[Start of RECORDS SHOWN]

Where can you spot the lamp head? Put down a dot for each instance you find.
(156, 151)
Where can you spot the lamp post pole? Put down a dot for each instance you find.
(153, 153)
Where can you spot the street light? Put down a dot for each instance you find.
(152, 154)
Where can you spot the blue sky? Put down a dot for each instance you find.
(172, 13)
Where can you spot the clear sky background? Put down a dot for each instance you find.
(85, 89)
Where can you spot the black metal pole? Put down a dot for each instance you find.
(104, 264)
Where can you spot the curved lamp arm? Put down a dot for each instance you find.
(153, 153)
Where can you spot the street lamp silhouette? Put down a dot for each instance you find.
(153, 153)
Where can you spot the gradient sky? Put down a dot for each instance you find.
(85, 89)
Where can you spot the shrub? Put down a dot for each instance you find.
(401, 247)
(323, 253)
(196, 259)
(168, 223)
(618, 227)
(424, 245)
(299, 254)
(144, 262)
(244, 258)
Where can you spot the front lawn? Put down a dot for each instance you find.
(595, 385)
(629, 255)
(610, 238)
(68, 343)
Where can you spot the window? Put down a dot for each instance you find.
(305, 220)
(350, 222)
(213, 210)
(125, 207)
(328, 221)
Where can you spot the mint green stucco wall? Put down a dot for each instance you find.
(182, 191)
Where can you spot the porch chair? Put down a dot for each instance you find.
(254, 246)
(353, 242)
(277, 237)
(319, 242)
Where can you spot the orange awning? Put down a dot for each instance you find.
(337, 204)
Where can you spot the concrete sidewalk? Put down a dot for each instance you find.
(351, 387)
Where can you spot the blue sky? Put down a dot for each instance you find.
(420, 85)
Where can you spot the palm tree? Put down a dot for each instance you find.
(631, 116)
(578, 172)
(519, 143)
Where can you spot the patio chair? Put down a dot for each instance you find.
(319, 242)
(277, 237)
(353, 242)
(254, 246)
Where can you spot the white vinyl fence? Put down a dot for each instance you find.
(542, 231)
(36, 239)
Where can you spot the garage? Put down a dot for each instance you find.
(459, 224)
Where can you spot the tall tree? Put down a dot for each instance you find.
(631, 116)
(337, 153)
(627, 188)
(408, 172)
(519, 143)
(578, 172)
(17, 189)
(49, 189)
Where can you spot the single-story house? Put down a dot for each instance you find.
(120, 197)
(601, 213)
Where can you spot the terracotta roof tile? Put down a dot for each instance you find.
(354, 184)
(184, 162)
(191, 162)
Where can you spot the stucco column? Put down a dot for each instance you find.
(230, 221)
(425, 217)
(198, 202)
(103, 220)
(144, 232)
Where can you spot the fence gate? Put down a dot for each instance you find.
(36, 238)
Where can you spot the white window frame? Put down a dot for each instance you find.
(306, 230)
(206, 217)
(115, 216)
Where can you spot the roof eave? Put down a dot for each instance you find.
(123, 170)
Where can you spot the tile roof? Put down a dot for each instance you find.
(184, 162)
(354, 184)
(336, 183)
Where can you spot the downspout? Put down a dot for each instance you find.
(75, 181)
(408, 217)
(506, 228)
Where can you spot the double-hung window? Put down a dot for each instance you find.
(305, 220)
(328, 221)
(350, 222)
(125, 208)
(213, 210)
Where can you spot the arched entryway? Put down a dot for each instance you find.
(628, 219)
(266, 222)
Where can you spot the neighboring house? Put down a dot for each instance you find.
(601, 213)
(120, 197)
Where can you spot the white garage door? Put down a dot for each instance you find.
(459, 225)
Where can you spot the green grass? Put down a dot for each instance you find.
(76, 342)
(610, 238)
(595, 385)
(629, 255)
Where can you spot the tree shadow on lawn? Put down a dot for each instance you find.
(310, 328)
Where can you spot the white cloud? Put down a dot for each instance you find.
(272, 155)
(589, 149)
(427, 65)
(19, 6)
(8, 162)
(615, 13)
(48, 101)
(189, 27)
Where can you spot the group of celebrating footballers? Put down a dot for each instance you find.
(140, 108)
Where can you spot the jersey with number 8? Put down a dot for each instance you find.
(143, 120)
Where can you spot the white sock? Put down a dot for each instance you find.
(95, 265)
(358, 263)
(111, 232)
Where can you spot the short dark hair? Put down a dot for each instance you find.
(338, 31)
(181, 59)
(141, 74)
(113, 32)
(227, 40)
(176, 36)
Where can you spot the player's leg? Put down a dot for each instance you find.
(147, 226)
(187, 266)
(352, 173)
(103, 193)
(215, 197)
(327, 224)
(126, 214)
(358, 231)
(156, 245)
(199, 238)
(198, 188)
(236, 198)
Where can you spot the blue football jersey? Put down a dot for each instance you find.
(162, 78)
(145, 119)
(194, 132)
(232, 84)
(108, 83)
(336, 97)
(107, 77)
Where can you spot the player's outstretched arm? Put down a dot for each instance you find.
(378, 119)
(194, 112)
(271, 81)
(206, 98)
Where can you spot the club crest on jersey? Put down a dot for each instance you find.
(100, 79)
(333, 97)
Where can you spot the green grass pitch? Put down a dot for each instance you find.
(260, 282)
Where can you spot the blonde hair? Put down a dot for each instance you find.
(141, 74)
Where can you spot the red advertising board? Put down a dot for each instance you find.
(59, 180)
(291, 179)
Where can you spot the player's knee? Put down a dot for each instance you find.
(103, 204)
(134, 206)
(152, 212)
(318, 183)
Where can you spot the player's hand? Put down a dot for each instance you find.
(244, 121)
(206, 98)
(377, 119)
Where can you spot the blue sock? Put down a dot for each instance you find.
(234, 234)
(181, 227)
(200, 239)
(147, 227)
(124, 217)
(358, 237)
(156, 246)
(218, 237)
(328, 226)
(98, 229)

[End of RECORDS SHOWN]

Return all of the entries word for word.

Where can you spot the lamp head? Put down a dot for each instance you find.
(156, 151)
Where can you spot the lamp post pole? Put down a dot for each instance you find.
(153, 153)
Where can you spot the street light? Put down a dot for each instance you find.
(152, 154)
Where can you spot the blue sky? Put down a dot for each instance you find.
(172, 13)
Where can you spot the clear sky background? Put down a dot for each instance you find.
(85, 89)
Where can you spot the black metal pole? Put down a dot for each instance you find.
(104, 264)
Where can you spot the curved lamp arm? Put down a dot for each instance you find.
(153, 153)
Where can you spot the street lamp silhouette? Put down a dot for each instance you find.
(153, 153)
Where can you spot the gradient sky? Put down a dot for each instance you find.
(85, 89)
Where can you spot the shrub? Put down a dot for each instance you find.
(401, 247)
(323, 253)
(196, 259)
(168, 223)
(618, 227)
(424, 245)
(299, 254)
(144, 262)
(244, 258)
Where can you spot the front lawn? Put down a dot for each instance you find.
(595, 385)
(629, 255)
(610, 238)
(68, 343)
Where can you spot the window? Put down a dot for each instance you find.
(305, 220)
(350, 222)
(213, 210)
(125, 207)
(328, 221)
Where can you spot the mint green stucco wall? Put down a dot for each instance you find.
(182, 191)
Where can you spot the porch chair? Put down a dot for each instance you find.
(254, 246)
(353, 242)
(277, 237)
(319, 242)
Where can you spot the orange awning? Put down a dot for each instance you find.
(337, 204)
Where can you spot the concrete sidewalk? Put down a dot for each instance you find.
(351, 387)
Where can you spot the blue sky? Put down a dot for each instance you find.
(420, 85)
Where can you spot the palm tree? Put down a dot for each instance you find.
(631, 116)
(578, 172)
(519, 143)
Where can you spot the patio chair? Put down a dot for each instance you find.
(319, 242)
(277, 237)
(353, 242)
(254, 246)
Where can you spot the white vinyl fence? Put down a dot for each instance you find.
(542, 231)
(36, 239)
Where can you spot the garage? Put down a dot for each instance you find.
(459, 224)
Where can you spot the tall tree? Put down a dot for each instance you find.
(631, 116)
(337, 153)
(627, 188)
(408, 172)
(519, 143)
(578, 172)
(17, 189)
(49, 189)
Where can you spot the single-story house? Put down a dot for each instance you find.
(120, 197)
(601, 213)
Where can you spot the terracotta roof tile? Put down a dot for each instance you find.
(354, 184)
(184, 162)
(191, 162)
Where can you spot the stucco column? Put down a dot for each instance you find.
(230, 221)
(425, 217)
(198, 202)
(103, 220)
(144, 232)
Where can you spot the fence gate? Put down a dot for each instance you find.
(36, 238)
Where can you spot the white window frame? Put down a dot for each instance you find.
(306, 230)
(206, 217)
(115, 216)
Where can you spot the roof eave? Put down a dot for each instance you find.
(123, 170)
Where can you spot the tile roof? Put down a dot for each instance you find.
(184, 162)
(354, 184)
(336, 183)
Where can you spot the downspout? Put down a dot for each instance you find.
(75, 181)
(408, 217)
(506, 228)
Where can you spot the double-hung window? Put down a dot for each instance you find.
(305, 220)
(328, 221)
(350, 222)
(125, 208)
(213, 210)
Where can you spot the arched entryway? Put down a dot for each instance you find.
(628, 219)
(266, 222)
Where can you spot the neighboring house? Put down a dot for each instance you find.
(601, 213)
(120, 197)
Where can you spot the white garage door? Put down a dot for each instance you find.
(459, 225)
Where can you spot the green grass? Put down a dot for each instance you find.
(76, 342)
(610, 238)
(595, 385)
(629, 255)
Where can you spot the tree shadow on lawn? Put down a dot for each instance you find.
(310, 328)
Where can you spot the white cloud? Put down a dot for each instance you find.
(272, 155)
(589, 149)
(427, 65)
(19, 6)
(8, 162)
(615, 13)
(48, 101)
(189, 27)
Where can you spot the group of celebrating footballers? Put down a dot for each instance you find.
(140, 108)
Where can you spot the jersey with number 8? Put down a dot for each instance you find.
(143, 120)
Where can you spot the white sock? Put down a dot for each instance you find.
(95, 265)
(358, 263)
(111, 232)
Where can you spot the short dark hair? Put down a dot for each instance you find.
(338, 31)
(181, 59)
(141, 74)
(113, 32)
(227, 40)
(176, 36)
Where can you spot the player's leg? Put down a dot for each instance you find.
(147, 226)
(187, 266)
(352, 173)
(103, 193)
(215, 197)
(327, 224)
(126, 214)
(358, 231)
(156, 245)
(199, 238)
(198, 188)
(236, 198)
Where can you spot the blue football jersey? Put down a dot for each instance you find.
(162, 78)
(145, 119)
(194, 132)
(232, 84)
(108, 83)
(336, 97)
(107, 77)
Where can you spot the player's outstretched arm? Put down a dot for each instance you find.
(378, 119)
(194, 112)
(271, 81)
(206, 98)
Where can you spot the club crest on jersey? Put down a dot for each instance you find.
(100, 79)
(333, 97)
Where can you spot the green grass pitch? Put down a dot for each instance you find.
(260, 282)
Where can you spot the blonde hair? Put down a dot for each instance you find.
(141, 74)
Where can you spot the red advertising board? Put down a dot for each instance you find.
(59, 180)
(291, 179)
Where can you spot the player's knee? Put down a dot for each instance you find.
(103, 204)
(134, 206)
(152, 212)
(318, 183)
Where can you spot the player's hand? Put down a dot for each instance you find.
(244, 121)
(206, 98)
(377, 119)
Where can you spot the blue sock? Put down a dot for each instance you find.
(234, 234)
(181, 227)
(200, 239)
(147, 227)
(124, 217)
(358, 237)
(156, 246)
(218, 237)
(328, 226)
(98, 229)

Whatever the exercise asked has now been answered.